*Latihan Tertulis*:
Tulis ulang semua baris data di bawah ini dengan mengganti setiap "instance" menjadi "occurrence". Bagian lain tidak boleh diubah.

Entri batas bentuk:
########
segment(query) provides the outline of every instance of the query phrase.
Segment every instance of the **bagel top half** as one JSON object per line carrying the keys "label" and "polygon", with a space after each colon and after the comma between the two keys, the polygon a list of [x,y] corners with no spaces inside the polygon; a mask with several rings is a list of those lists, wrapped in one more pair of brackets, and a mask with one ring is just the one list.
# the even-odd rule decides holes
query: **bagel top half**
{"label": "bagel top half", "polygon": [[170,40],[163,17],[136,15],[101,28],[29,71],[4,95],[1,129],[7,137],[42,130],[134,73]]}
########
*Jawaban Akhir*:
segment(query) provides the outline of every occurrence of the query phrase.
Segment every occurrence of the **bagel top half** as one JSON object per line carrying the keys "label" and "polygon", with a space after each colon and after the comma between the two keys, the polygon a list of [x,y] corners with no spaces inside the polygon; a mask with several rings is a list of those lists, wrapped in one more pair of brackets, and a mask with one ring is just the one list.
# the even-odd rule decides holes
query: **bagel top half**
{"label": "bagel top half", "polygon": [[170,40],[163,17],[136,15],[101,28],[29,71],[4,95],[1,129],[7,137],[42,130],[134,73]]}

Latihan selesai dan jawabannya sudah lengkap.